*ABOUT THIS EXERCISE*.
Nothing but an exact repeat of the data, with pictures removed, belongs in the answer.

(Stored data entries)
--- START ---
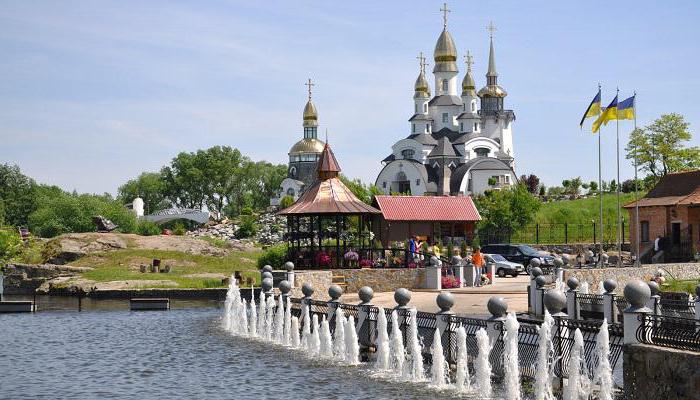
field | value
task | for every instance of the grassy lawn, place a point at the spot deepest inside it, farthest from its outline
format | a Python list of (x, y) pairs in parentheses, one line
[(579, 215), (681, 285), (124, 265)]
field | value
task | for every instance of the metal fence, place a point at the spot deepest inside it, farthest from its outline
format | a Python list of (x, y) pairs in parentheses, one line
[(660, 330)]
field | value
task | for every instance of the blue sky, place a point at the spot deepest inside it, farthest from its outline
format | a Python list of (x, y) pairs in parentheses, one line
[(94, 92)]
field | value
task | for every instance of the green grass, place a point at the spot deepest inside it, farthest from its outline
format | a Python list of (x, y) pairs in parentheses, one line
[(123, 265), (680, 285), (578, 215)]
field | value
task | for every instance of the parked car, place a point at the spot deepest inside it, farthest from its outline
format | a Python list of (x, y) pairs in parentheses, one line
[(519, 253), (503, 266)]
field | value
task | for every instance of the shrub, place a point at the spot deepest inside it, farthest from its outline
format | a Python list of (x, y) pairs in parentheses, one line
[(248, 227), (179, 228), (274, 255), (10, 245), (148, 228), (286, 201)]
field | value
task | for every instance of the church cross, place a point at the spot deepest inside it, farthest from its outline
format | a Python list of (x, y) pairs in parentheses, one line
[(469, 60), (491, 28), (444, 10), (310, 85)]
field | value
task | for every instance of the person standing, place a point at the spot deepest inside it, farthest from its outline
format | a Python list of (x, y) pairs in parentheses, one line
[(478, 261)]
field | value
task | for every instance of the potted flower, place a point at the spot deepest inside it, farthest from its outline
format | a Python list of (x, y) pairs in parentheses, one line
[(352, 257)]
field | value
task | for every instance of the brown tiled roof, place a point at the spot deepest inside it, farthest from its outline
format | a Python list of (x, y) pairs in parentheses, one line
[(680, 188), (329, 196), (428, 208)]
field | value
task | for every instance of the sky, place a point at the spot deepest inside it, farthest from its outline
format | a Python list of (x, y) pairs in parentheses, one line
[(92, 93)]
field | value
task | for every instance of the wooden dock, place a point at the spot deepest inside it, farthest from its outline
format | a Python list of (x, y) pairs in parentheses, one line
[(150, 304)]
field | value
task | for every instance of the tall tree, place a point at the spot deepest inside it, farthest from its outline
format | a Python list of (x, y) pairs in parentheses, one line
[(661, 146)]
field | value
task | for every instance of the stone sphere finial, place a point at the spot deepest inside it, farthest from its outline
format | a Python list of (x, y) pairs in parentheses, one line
[(555, 301), (285, 287), (267, 284), (366, 294), (610, 285), (402, 296), (307, 289), (497, 306), (653, 287), (637, 293), (445, 300), (335, 291), (540, 281), (535, 272)]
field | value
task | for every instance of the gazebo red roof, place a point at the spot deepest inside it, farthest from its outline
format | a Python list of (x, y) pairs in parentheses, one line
[(329, 195), (428, 208)]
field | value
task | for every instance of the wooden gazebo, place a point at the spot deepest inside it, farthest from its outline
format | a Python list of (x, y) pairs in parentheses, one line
[(328, 223)]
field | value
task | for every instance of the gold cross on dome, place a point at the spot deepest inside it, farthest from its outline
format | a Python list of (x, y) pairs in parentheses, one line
[(421, 61), (444, 10), (491, 28), (309, 84), (469, 60)]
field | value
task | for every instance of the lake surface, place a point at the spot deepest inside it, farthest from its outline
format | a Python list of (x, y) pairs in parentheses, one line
[(176, 354)]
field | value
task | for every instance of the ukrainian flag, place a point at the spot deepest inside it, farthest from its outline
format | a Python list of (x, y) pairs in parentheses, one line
[(609, 114), (593, 109), (625, 109)]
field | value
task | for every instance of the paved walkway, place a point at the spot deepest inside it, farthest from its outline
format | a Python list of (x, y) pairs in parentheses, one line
[(468, 301)]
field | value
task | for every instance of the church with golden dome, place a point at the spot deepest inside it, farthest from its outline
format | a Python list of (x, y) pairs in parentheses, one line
[(459, 144), (303, 157)]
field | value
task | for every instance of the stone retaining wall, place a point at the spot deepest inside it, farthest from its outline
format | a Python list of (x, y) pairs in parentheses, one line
[(384, 279), (655, 373), (623, 275)]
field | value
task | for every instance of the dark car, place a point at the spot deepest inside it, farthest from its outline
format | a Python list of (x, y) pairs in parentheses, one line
[(519, 253)]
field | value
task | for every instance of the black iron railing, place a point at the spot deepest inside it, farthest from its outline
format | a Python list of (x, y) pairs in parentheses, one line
[(660, 330)]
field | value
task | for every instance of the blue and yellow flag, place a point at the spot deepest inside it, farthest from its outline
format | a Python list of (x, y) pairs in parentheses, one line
[(609, 114), (593, 109), (626, 108)]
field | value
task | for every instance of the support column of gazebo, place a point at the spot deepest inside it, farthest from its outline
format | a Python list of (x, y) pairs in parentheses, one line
[(328, 202)]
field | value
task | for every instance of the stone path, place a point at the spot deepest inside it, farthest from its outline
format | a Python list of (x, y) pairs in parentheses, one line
[(468, 301)]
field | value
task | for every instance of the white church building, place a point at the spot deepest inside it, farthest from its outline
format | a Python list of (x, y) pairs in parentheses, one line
[(459, 144)]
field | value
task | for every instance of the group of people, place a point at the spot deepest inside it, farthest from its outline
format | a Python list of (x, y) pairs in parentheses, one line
[(415, 245)]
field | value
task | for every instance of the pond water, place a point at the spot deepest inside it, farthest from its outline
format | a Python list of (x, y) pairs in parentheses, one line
[(176, 354)]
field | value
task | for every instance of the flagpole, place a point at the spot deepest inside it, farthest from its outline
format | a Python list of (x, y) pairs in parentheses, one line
[(600, 193), (637, 261), (619, 214)]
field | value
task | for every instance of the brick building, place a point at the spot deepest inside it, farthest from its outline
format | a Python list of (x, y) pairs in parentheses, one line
[(670, 211)]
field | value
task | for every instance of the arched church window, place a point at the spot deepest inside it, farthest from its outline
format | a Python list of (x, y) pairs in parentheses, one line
[(482, 151)]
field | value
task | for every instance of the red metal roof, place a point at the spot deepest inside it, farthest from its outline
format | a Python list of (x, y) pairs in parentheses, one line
[(428, 208)]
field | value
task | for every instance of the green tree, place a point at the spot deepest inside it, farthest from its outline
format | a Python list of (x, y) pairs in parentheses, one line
[(511, 208), (17, 195), (661, 146), (149, 186)]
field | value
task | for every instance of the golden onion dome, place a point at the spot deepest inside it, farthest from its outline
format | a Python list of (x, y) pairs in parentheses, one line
[(310, 113), (307, 146), (445, 49)]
--- END ---
*EXERCISE ANSWER*.
field | value
task | for every instance of the grassy lawn, place a point at the spot deepest inside it, farthest from its outline
format | a Python list of (x, y) pairs in parentheses, one line
[(579, 215), (681, 285), (124, 265)]
field | value
task | for every instance of the metal fence, place a point at the spot deepest inside it, farthest from its outline
format | a Python list of (x, y) pairs in parentheses, one line
[(660, 330)]
field | value
task | for every instance of the blue sky, place a point at the spot deepest inside it, farthest from its outline
format | a Python list of (x, y) pairs in parentheses, one line
[(94, 92)]
field | value
task | for every instance of the green grass, place a point at the spot deepest inside it, farthest from its outline
format | a Python list of (x, y) pairs in parentheses, one line
[(123, 265), (680, 285), (578, 215)]
field | value
task | for every instance of the parked car, place a point at the spot deepest inside it, farthest from its outline
format | a Python list of (x, y) pairs in parentheses, one line
[(519, 253), (503, 266)]
field | value
task | for every instance of the shrub, place a point at the spot deepest inside it, farthest from its outline
format | a Python list of (x, y) pairs in parentheses, one line
[(248, 227), (179, 228), (274, 255), (10, 245), (148, 228), (286, 201)]
field | value
task | for every instance of the church cross, place a point at the spot deepest inside it, farthest from its outline
format | a Python list of (x, y) pairs in parentheses, one line
[(469, 60), (491, 28), (444, 10), (310, 85)]
field | value
task | for every instance of the person standing, place a point at the spot deepest inside it, farthest from its outline
format | a Python list of (x, y) pairs in parentheses, one line
[(478, 261)]
field | value
task | for every instance of the potted flower, place a point at the spot deepest inside it, farthest from its outline
format | a Python list of (x, y) pairs in parentheses, one line
[(352, 257)]
field | value
task | for every instance of the brown tiled roof, place a point at the spot deepest inside it, farthest from its outline
format | a Python list of (x, y) pairs in parentheses, one line
[(680, 188), (329, 196), (428, 208)]
field | value
task | for every instance of the sky, place a point at the spot deepest inside it, farthest from its outline
format | a Python list of (x, y) pairs in parentheses, one line
[(92, 93)]
field | value
task | for every instance of the wooden dock, place a point at the spot deepest inside it, farthest from its outline
format | a Python list of (x, y) pairs in parentheses, one line
[(150, 304)]
field | value
task | for every instance of the tall tree, place a point at the spot deepest inside it, farthest from its outline
format | a Python list of (x, y) pairs in parentheses, one line
[(661, 146)]
field | value
task | for every instance of the stone sphere finial, place a point at the spot deepest inside it, farthest from its outline
format | a Python list of (x, y) pairs in parentheses, one line
[(555, 301), (285, 287), (267, 284), (366, 294), (610, 285), (402, 296), (307, 289), (497, 306), (653, 287), (637, 293), (445, 300), (335, 291), (540, 281), (535, 272)]
field | value
task | for every instance of the gazebo red roof, place a point at the spot deepest inside it, farthest from its outline
format | a Python list of (x, y) pairs in parentheses, one line
[(329, 195), (428, 208)]
field | value
task | for every instance of the wooden gazebo, place a point at the spot deepest inside it, farthest from its outline
format | a Python list of (x, y) pairs in parentheses, one line
[(328, 223)]
field | value
task | for every instance of the gold cross on dome, place a point at the spot deepest inside it, farthest from its outline
format | a Python list of (x, y) pairs in parentheses, one line
[(421, 61), (444, 10), (491, 28), (309, 84), (469, 60)]
field | value
task | for every instance of the lake surface, place a point at the spot deepest inside it, farthest from its outline
format | a Python list of (x, y) pairs in parentheses, one line
[(176, 354)]
field | value
task | for every instance of the ukrainian flag, place a point at the spot deepest inside it, farthest from its outline
format | a Python list of (x, y) pairs in parentheses, one line
[(609, 114), (593, 109), (625, 109)]
field | value
task | for every instance of the paved walkway, place a point at the spot deepest inside it, farthest from its outline
format | a Python list of (x, y) pairs in parentheses, one line
[(468, 301)]
field | value
task | for every instance of the church with golden dome, place a point at the spot deepest inside it, farthest from its outline
format | a Python list of (x, y) pairs in parentheses, one line
[(459, 144), (303, 157)]
field | value
task | for every instance of the stone retaining wall, place a point at the spot deepest inside it, farthest from its outline
format | a Python list of (x, y) pairs in parentheses, one line
[(384, 279), (655, 373), (623, 275)]
field | value
task | for every instance of the dark car, place a point at the spot deepest inside it, farthest from its outline
format | a Python list of (x, y) pairs in parentheses, one line
[(519, 253)]
field | value
task | for every instance of the black iron railing, place a point at the spot deepest inside it, farthest from its outline
format | a Python list of (x, y) pairs in parentheses, one line
[(660, 330)]
field | value
task | for every instance of the blue and yellow flag, place a point at the spot deepest inside it, farthest from its outline
format | a Python list of (x, y) pairs in parentheses, one line
[(609, 114), (593, 109), (626, 108)]
field | value
task | for every instance of the support column of gazebo, place a point at the spot deepest inside it, farthest from its outline
format | a Python list of (x, y) pairs in parentheses, one line
[(328, 202)]
field | value
task | for every instance of the stone path, place a point at the spot deepest inside it, farthest from its outline
format | a Python list of (x, y) pairs in parentheses, one line
[(468, 301)]
field | value
task | for every instance of the white church building, place a point at the spot deepest inside it, farthest from its outline
format | a Python list of (x, y) pairs in parentheses, one line
[(459, 144)]
field | value
task | for every instance of the group of people, place a point at the spot deepest inside it, farthest from its outline
format | a Python list of (x, y) pairs in parentheses, one line
[(415, 245)]
field | value
task | for every instance of the pond water, place a point at the spot deepest inside it, farthest from its outline
format | a Python list of (x, y) pairs in parentheses, one line
[(176, 354)]
field | value
task | for every instance of the flagpole, place a point at the spot deepest inside it, farthest from its outline
format | a Python list of (x, y) pairs in parentheses, one line
[(600, 193), (637, 261), (619, 214)]
field | value
task | for every instance of the brick building, place a point at the spot deepest inside it, farthest from its outline
format | a Python list of (x, y) pairs in parentheses, one line
[(670, 211)]
field | value
task | for every instance of the arched church window, place a point at the spot deepest inside it, farthest from its outline
format | a Python list of (x, y) pairs in parentheses, one line
[(482, 151)]
field | value
task | for every instance of the red metal roof, place a point at the spot deepest inside it, farthest from its outline
format | a Python list of (x, y) pairs in parentheses, one line
[(428, 208)]
field | value
task | for every instance of the green tree, place a point at the spot deepest inside it, farthest from its outline
format | a Python list of (x, y) pairs in parentheses, one line
[(511, 208), (17, 195), (661, 146), (149, 186)]
field | value
task | for every instance of the golden onion dome, place a point at the spot deepest inside it, farthest from its outline
format | a Python list of (x, y) pairs in parentheses, one line
[(310, 113), (307, 146), (445, 49)]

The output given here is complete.